◆ Request: Give back every line of the data below word for word, unchanged.

---

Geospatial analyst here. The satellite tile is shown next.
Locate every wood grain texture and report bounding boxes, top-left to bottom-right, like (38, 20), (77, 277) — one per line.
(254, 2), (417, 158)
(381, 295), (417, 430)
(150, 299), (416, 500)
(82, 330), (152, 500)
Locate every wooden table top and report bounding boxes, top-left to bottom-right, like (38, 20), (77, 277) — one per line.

---

◆ Answer to the exercise:
Geospatial analyst here. The satellite tile is shown next.
Locate every wood grain texture and report bounding boxes, top-left to bottom-right, like (38, 20), (77, 277) — one per line.
(254, 2), (417, 158)
(381, 295), (417, 430)
(150, 299), (416, 500)
(82, 330), (152, 500)
Locate every wooden table top and report bounding boxes, top-left to bottom-right, like (38, 20), (77, 277) — one per line.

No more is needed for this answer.